**PAGE EXCERPT:**
From 33e6ec5d4ffcf5b413c3fdc83b4d6ff7512ff1c4 Mon Sep 17 00:00:00 2001
From: grajguru <grajguru@microsoft.com>
Date: Tue, 7 Nov 2023 13:28:26 +0530
Subject: [PATCH 1/3] diffuser model load using model and path params

---
 mii/legacy/models/providers/diffusers.py |  9 +++++++--
 mii/legacy/models/providers/utils.py     | 20 ++++++++++++++++++++
 2 files changed, 27 insertions(+), 2 deletions(-)
 create mode 100644 mii/legacy/models/providers/utils.py

diff --git a/mii/legacy/models/providers/diffusers.py b/mii/legacy/models/providers/diffusers.py
index 721ac269..2985fd28 100644
--- a/mii/legacy/models/providers/diffusers.py
+++ b/mii/legacy/models/providers/diffusers.py
@@ -5,8 +5,11 @@
 import os
 import torch
 
+from .utils import attempt_load
+from mii.config import ModelConfig
 
-def diffusers_provider(model_config):
+
+def diffusers_provider(model_config: ModelConfig):
     from diffusers import DiffusionPipeline
 
     local_rank = int(os.getenv("LOCAL_RANK", "0"))
@@ -16,7 +19,9 @@ def diffusers_provider(model_config):
         kwargs["torch_dtype"] = torch.float16
         kwargs["revision"] = "fp16"

**ENTRIES SUPPLIED:**
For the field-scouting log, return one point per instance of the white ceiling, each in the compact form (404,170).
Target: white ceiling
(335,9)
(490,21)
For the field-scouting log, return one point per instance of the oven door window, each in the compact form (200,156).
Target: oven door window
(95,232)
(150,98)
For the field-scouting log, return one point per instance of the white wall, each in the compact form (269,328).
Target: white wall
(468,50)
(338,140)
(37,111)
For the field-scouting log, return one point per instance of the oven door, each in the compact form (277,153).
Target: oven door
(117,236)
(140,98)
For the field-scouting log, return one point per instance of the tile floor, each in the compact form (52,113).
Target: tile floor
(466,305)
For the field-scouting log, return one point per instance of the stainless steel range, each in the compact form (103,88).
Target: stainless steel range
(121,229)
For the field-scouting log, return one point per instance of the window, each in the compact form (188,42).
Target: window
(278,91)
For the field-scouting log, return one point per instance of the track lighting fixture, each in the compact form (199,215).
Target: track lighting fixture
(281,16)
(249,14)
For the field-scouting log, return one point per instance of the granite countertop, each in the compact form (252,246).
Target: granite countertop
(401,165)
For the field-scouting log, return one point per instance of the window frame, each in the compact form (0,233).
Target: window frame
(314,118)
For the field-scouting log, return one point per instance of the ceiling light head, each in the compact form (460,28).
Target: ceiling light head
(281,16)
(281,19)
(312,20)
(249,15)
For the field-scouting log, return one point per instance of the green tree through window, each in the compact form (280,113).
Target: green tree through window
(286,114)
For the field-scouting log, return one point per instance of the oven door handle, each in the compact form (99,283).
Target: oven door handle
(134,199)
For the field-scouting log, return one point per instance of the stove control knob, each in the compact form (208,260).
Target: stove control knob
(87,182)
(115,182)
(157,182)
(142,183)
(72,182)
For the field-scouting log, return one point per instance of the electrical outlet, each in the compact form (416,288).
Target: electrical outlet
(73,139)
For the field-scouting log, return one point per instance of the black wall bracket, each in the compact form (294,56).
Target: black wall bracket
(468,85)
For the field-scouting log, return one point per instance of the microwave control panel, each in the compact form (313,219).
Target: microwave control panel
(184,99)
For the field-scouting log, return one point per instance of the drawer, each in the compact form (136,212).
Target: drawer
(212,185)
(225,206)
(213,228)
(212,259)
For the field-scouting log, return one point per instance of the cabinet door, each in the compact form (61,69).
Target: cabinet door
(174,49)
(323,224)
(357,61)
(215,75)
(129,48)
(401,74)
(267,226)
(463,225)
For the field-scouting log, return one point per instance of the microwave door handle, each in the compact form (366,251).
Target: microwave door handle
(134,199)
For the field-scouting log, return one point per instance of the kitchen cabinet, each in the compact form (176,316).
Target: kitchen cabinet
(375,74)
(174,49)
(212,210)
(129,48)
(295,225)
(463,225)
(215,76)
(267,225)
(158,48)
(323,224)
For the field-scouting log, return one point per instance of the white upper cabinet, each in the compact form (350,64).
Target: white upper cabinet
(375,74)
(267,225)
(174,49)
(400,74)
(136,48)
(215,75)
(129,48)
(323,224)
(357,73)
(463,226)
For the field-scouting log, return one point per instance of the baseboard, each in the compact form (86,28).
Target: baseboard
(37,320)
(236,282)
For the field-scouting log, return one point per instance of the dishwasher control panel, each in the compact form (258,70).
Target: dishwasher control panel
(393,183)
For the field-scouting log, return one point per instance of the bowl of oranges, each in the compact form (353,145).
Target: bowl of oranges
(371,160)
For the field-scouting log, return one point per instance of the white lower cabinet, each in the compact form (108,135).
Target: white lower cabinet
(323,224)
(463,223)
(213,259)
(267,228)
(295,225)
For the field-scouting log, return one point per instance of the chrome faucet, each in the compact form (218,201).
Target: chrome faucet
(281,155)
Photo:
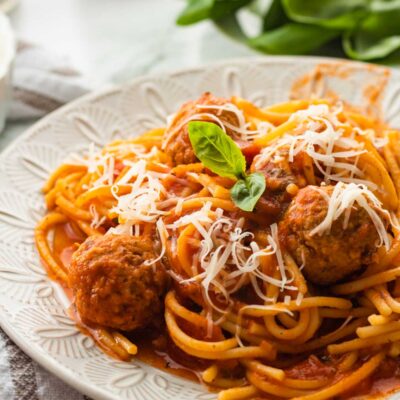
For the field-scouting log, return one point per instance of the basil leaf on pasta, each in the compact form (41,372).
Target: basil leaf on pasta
(216,150)
(246,192)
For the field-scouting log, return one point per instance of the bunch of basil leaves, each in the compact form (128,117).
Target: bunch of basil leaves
(361,29)
(220,154)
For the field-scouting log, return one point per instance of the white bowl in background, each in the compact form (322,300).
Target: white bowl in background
(7,53)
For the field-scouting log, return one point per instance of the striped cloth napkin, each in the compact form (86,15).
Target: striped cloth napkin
(42,82)
(23,379)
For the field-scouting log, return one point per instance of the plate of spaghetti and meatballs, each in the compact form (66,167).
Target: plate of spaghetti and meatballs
(227,233)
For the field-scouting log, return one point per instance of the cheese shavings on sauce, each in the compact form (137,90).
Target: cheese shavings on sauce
(140,204)
(239,131)
(341,202)
(323,139)
(230,258)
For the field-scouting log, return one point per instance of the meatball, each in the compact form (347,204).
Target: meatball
(112,284)
(176,140)
(332,256)
(279,174)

**WHAT THE EXERCISE ASKS:**
From the patch, could you extract everything from "From 33e6ec5d4ffcf5b413c3fdc83b4d6ff7512ff1c4 Mon" down to "insertions(+), 2 deletions(-)"? These rows have no connection to the patch text.

**TASK ANSWER:**
From 33e6ec5d4ffcf5b413c3fdc83b4d6ff7512ff1c4 Mon Sep 17 00:00:00 2001
From: grajguru <grajguru@microsoft.com>
Date: Tue, 7 Nov 2023 13:28:26 +0530
Subject: [PATCH 1/3] diffuser model load using model and path params

---
 mii/legacy/models/providers/diffusers.py |  9 +++++++--
 mii/legacy/models/providers/utils.py     | 20 ++++++++++++++++++++
 2 files changed, 27 insertions(+), 2 deletions(-)